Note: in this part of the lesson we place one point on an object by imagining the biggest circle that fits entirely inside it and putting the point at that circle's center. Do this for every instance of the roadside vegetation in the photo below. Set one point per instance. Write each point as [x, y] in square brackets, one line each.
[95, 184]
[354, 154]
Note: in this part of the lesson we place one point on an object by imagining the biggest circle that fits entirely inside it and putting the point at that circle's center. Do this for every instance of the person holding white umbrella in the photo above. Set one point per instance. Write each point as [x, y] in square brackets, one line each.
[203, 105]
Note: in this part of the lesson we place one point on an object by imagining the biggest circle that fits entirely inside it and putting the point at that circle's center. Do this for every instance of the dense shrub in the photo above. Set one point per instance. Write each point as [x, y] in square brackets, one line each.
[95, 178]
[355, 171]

◇ ◇ ◇ ◇

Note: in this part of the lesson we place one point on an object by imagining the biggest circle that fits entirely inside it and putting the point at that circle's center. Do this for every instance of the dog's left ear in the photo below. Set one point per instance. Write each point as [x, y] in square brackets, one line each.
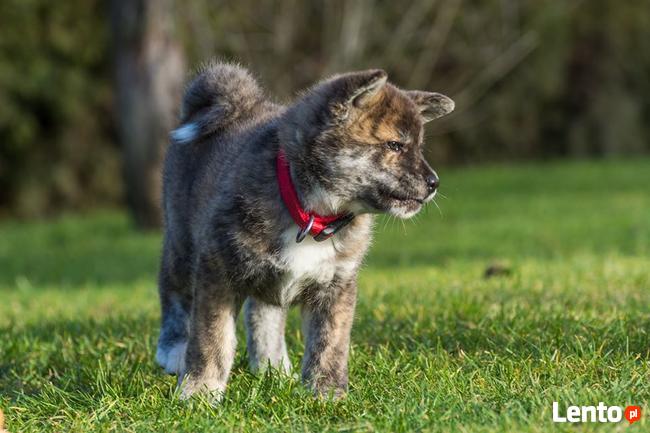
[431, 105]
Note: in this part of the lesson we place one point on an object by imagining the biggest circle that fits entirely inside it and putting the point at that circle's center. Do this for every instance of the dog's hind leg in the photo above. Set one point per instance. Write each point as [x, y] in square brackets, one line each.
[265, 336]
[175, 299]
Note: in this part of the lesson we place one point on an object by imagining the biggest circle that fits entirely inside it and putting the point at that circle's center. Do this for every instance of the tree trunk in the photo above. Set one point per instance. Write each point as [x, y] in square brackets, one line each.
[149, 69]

◇ ◇ ◇ ◇

• The request: Return each line in the records above that contains the string "hind", matching case exactly.

• Task solution:
Note: in this part of the lesson we place one point on an object by imagining the biggest circle that fits entirely inside it and putting the point at that circle's center. Do this for every instance of the dog's hind leg in the photo above. Set one point per instance. Write each point as [x, y] in square brackets, one line each.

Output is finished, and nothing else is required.